- [TEXT]

----------------------------------------

My own view is that appropriate object partitioning can be used to scale POSIX-compliant approaches sufficiently that weaker file systems will turn out to have been stop-gaps filling a temporary need, but until someone actually builds such an alternative (if you don’t think that Lustre already has) that’s open to debate.
– bill
Bill,
Your comments are a good example of some mis-conceptions in the storage communities. Technically, all files systems have a consistency component to them. If you look at difference between the file data stored on disk and what is residing in file cache, it can be considered a “consistency” issue.
We (the industry) had developed weakly consistent file systems to overcome some of the performance latencies experienced with synchronous semantics with geographically dispersed file replicas or replica stores that are not online. Most companies didn’t have Gbit pipes connecting facilities 10 years ago, so weaker consistency was acceptable for the application (Carter’s comments). But today, companies are moving much more data than they were 10 years ago.
Examining the impact of geographic distance, fibre optics will incur about a 1ms delay for every 50KM of cable distance. Round trip, that’s 2 ms per disk read or write request. Locally, we experience travel latency under 1us. That’s at least 2000x increase in latency for 40KM. If you were in NYC and your remote store was in Boston, you will experience latencies of 14ms, which can significantly slow file operations. Transport technologies like ethernet will experience higher latencies. Transports on public networks even higher, 20-30ms.
The bottom line is: you need to pick/tune your distributed files system to the need s of your application, cost structure, operating systems and end user experience. They all basically operate the same way from a user’s perspective. When examining products for deployment, the critical issues is error and failure recovery.
Whether file system semantics are posix or something else is losing value rather quickly, especially in the home and mid-markets.
I don’t agree with the point that these measures are stop-gap. There is a transport cost factors and a physical constraints effecting platform performance and user experience. I would classify varying consistency as cost optimizations and a work around to improve user experience.
In the near term, we will probably continue to see variable consistency file systems until someone comes up with a way to instantaneously transport information from one location to another (zero-latency). Or, we have to stop paying a 10x premium for a 2x increase in performance. Or we become satisfied with the cost and experience of the file solution. Kind of like our cable bill…
“Your comments are a good example of some mis-conceptions in the storage communities.”
No, they are not.
“Technically, all files systems have a consistency component to them. If you look at difference between the file data stored on disk and what is residing in file cache, it can be considered a “consistency†issue.”
No, it cannot (at least not in anything like the sense being discussed here): that ‘issue’ is simply well-defined POSIX (and similar file system) semantics rather than the weaker guarantees that we’re talking about.
“We (the industry) had developed weakly consistent file systems to overcome some of the performance latencies experienced with synchronous semantics with geographically dispersed file replicas or replica stores that are not online.”
No, by and large ‘we’ didn’t: perhaps you’re confusing this with some of the asynchronous *replication* facilities developed to support remote disaster-tolerant copies (which aren’t part of the file system per se and if readable at all are readable only with the caveat that they may not be up to date – similar to the way that a local file system is not up to date after a crash that loses its cached dirty data).
…
“Examining the impact of geographic distance, fibre optics will incur about a 1ms delay for every 50KM of cable distance.”
No, it will not: it’s about 1 ms for each 100 miles of distance (i.e., you’re off by a factor of about 3).

----------------------------------------

- [RECORDED DATA]
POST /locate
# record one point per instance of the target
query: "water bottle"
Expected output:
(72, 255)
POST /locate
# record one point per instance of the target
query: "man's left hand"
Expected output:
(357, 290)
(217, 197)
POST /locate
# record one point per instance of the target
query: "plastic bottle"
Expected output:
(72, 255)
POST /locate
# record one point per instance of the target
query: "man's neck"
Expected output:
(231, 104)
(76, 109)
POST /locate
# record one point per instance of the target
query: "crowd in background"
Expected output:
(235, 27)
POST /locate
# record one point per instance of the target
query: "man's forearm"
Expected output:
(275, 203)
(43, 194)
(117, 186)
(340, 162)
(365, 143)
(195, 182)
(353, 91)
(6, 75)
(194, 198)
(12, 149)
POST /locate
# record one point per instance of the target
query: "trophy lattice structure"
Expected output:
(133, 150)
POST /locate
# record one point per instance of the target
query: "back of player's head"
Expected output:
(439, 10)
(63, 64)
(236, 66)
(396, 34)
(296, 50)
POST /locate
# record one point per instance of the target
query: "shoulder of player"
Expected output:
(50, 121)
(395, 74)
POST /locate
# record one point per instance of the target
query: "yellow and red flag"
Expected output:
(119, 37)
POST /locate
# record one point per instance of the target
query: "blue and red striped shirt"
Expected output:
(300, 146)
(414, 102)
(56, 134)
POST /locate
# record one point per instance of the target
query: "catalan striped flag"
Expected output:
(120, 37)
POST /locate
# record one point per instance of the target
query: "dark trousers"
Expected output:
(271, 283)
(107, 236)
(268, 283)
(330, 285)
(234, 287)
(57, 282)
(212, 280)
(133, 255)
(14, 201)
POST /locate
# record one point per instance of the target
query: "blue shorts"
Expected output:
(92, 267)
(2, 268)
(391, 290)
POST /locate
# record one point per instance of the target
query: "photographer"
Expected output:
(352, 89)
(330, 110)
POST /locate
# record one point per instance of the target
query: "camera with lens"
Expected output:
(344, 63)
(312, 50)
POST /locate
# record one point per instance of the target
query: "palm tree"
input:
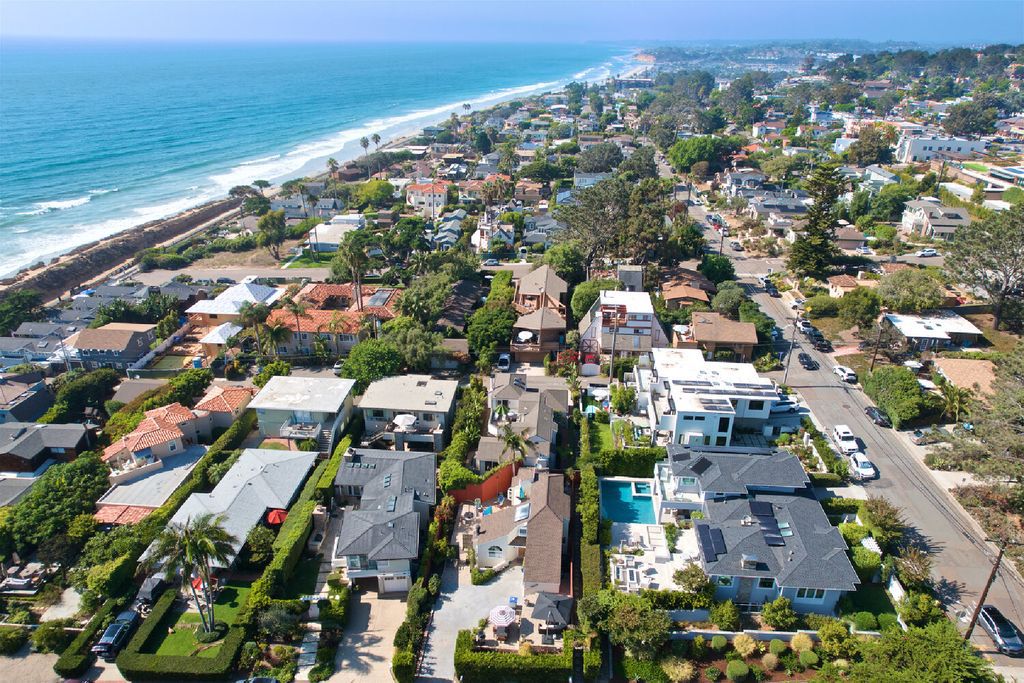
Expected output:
(253, 315)
(183, 549)
(276, 334)
(956, 400)
(512, 442)
(352, 255)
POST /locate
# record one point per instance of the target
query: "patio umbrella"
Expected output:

----------------------------------------

- [WHAT YOU WILL DO]
(a) In the file system discussion above, edit everything from "The bottom line" down to "home and mid-markets." so that "error and failure recovery" is replaced by "data protection".
(b) Answer these questions using the file system discussion above:
(i) How many years ago did most companies lack Gbit pipes connecting their facilities?
(ii) What latency range is given for transports on public networks?
(iii) According to the reply, about how much delay does fibre add for each 100 miles of distance?
(c) Rewrite the paragraph of the file system discussion that begins "In the near term" as a short list, keeping its main facts.

- [SOLUTIONS FOR EACH TASK]
(a)
The bottom line is: you need to pick/tune your distributed files system to the need s of your application, cost structure, operating systems and end user experience. They all basically operate the same way from a user’s perspective. When examining products for deployment, the critical issues is data protection.
Whether file system semantics are posix or something else is losing value rather quickly, especially in the home and mid-markets.

(b)
(i) 10 years ago
(ii) 20-30 ms
(iii) About 1 ms

(c)
Variable-consistency file systems will probably continue in the near term unless one of the following happens:
- Someone finds a way to transport information instantaneously from one location to another (zero latency).
- Buyers stop paying a 10x premium for a 2x increase in performance.
- Users become satisfied with the cost and experience of the file solution.